Mode opératoire: Dans l'extrait fourni, relevez tout ce que l'on comprend ou sait selon les tournures « on a beau comprendre » et « on a beau savoir ».

Extrait fourni:
□ □ □ □ □

Des bulletins portant le nombre des lits vacants dans chaque hôpital sont remis aux chirurgiens et aux médecins qui donnent les consultations au bureau central ; ceux-ci savent donc toujours à combien de malades ils peuvent accorder l’hospitalité.
Parmi les individus qui se sont adressés à eux, ils font un premier choix, et réservent pour un examen ultérieur ceux qui leur paraissent le plus gravement atteints. C’est là le groupe privilégié de la souffrance ; lorsque la consultation est terminée, il s’agit de faire une sélection définitive, car la proportion de ces malheureux dépasse invariablement celle des lits dont on peut disposer. On désigne alors ceux qui sans danger pour eux-mêmes, sans péril pour la santé publique, ne peuvent attendre. Selon le mal dont ils souffrent, selon les vacances indiquées, on les dirige sur tel ou tel hôpital. Ils ont parfois des sourires d’une joie navrante : enfin ils vont donc pouvoir étendre leurs pauvres membres endoloris et dormir à leur aise ! Les autres sont mécontents, ils se plaignent, ils sont injustes. On les remet au lendemain, on leur dit que la place seule et non pas la bonne volonté fait défaut ; mais on ne réussit guère à les calmer, et la plupart se retirent en maugréant. Ce spectacle est très-pénible. On a beau comprendre que le possible a été fait, que les hôpitaux, si vastes qu’ils soient, ne peuvent recevoir tous les malades qui se présentent, on a beau savoir que l’encombrement deviendrait promptement un danger redoutable, on se sent ému de pitié, et l’on voudrait pouvoir, d’un coup de baguette, centupler les ressources dont dispose notre organisation hospitalière.

□ □ □ □ □

Données disponibles:

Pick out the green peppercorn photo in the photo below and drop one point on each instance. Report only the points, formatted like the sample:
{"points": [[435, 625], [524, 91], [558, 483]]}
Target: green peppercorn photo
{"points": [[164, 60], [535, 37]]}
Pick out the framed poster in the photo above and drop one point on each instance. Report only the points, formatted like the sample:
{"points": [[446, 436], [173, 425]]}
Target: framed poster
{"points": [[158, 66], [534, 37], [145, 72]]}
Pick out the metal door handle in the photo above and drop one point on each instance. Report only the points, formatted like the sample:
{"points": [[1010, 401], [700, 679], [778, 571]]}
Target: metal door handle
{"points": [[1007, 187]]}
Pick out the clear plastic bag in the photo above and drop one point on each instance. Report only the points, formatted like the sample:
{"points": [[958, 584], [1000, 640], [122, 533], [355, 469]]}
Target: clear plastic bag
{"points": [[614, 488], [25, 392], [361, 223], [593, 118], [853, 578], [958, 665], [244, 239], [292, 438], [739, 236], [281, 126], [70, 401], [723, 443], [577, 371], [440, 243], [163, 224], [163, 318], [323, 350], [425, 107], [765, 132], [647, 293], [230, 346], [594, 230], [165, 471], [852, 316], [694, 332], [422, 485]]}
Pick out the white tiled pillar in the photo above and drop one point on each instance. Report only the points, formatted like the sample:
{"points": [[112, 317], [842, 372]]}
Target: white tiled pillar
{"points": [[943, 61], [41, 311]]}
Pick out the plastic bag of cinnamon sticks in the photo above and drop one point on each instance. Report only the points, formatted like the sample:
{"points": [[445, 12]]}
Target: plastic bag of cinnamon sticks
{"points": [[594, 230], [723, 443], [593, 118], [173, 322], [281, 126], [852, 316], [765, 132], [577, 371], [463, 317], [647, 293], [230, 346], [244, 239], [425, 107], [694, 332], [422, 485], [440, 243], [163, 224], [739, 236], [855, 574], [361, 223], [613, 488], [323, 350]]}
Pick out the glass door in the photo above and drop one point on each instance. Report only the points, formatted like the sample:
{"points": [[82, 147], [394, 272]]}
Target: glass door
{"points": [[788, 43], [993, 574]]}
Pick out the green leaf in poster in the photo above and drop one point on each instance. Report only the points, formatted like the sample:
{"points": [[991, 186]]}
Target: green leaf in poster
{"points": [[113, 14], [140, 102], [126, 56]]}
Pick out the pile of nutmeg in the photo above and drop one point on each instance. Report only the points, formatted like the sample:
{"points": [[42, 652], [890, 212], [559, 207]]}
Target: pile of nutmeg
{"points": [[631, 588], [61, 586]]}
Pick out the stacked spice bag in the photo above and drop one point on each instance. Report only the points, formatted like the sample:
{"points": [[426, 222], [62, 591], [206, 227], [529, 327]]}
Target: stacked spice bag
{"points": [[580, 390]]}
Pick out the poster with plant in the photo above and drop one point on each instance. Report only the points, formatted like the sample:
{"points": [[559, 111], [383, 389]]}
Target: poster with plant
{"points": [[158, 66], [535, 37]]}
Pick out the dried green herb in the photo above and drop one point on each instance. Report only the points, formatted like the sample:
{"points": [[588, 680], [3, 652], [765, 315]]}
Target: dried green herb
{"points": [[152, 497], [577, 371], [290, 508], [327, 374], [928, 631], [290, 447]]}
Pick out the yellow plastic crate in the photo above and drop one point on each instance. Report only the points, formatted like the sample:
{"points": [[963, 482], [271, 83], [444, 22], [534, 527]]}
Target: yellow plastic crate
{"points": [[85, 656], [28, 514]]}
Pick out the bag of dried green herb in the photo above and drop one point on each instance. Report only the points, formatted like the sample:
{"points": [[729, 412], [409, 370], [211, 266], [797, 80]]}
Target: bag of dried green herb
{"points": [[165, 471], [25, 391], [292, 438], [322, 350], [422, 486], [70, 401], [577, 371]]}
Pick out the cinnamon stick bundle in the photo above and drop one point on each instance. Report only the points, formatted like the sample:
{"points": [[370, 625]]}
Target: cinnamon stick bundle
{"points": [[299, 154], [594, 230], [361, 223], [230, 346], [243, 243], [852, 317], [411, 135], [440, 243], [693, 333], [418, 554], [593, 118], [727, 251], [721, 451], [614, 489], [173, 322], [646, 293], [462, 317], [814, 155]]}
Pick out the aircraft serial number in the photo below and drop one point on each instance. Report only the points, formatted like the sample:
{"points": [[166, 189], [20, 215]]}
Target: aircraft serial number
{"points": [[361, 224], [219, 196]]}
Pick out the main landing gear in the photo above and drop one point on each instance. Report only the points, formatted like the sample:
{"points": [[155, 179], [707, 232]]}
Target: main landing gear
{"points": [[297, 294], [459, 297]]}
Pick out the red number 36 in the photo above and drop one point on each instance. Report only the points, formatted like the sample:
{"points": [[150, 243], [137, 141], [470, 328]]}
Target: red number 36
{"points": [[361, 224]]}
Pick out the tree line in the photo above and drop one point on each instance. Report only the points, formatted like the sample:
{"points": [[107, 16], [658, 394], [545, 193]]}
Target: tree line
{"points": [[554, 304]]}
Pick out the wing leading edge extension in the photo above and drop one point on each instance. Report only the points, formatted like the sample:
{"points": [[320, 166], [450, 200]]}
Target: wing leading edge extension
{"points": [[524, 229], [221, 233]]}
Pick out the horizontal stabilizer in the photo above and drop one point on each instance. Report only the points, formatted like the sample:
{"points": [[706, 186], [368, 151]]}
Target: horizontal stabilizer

□ □ □ □ □

Corrigé:
- que le possible a été fait
- que les hôpitaux, si vastes qu'ils soient, ne peuvent recevoir tous les malades qui se présentent
- que l'encombrement deviendrait promptement un danger redoutable